◆ EXERCISE
Name every country mentioned in the passage about the Obama–Rouhani phone call below.

◆ PROVIDED PASSAGE
◇ ◇ ◇ ◇ ◇
The phone call between Barack Obama and Hassan Rouhani at the United Nations, the first direct contact between presidents of Iran and the United States in three decades, signals the seizing of a chance to advance relations between the two countries and potentially open up debate over Iran’s nuclear program and US sanctions.
The earlier agreement between the US and Russia over Syria’s chemical arsenal had given Obama the opportunity to reach out to Iran while making it clear Washington regards Iran’s nuclear program as a far more serious potential threat.
The arrival of Hassan Rouhani as president has brought a shift in Iran’s policy towards Syria as well as the US. New foreign minister Mohammad Javad Zarif spoke last month of “grave mistakes” made by the Assad regime that had “unfortunately, paved the way for the situation in the country to be abused.” Former president Akbar Hashemi Rafsanjani directly accused Assad’s forces of using chemical weapons.
◇ ◇ ◇ ◇ ◇
◆ MATERIAL SUPPLIED
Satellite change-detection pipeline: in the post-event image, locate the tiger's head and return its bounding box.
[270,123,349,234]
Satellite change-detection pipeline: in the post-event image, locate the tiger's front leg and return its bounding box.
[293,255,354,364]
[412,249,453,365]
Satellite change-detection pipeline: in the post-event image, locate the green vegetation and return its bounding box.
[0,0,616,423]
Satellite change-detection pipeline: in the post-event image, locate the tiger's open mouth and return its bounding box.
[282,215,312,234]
◇ ◇ ◇ ◇ ◇
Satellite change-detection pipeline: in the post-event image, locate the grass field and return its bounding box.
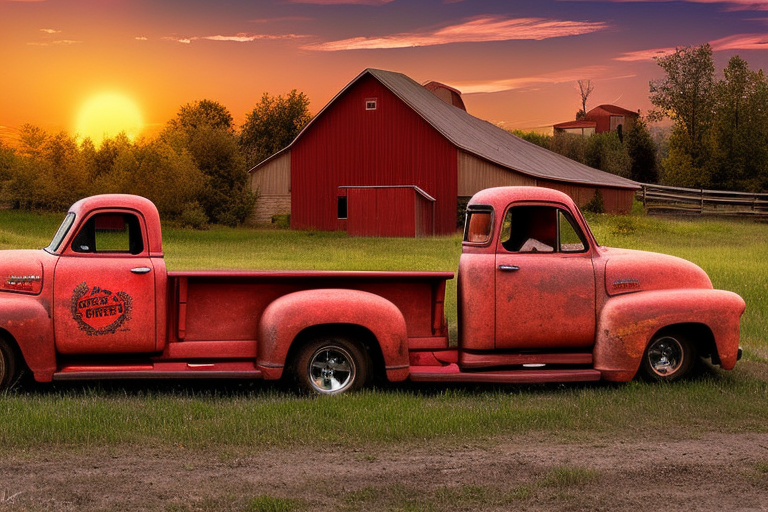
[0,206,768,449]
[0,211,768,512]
◇ ◇ ◇ ◇ ◇
◆ THE SOLUTION
Iran, the United States, Russia, Syria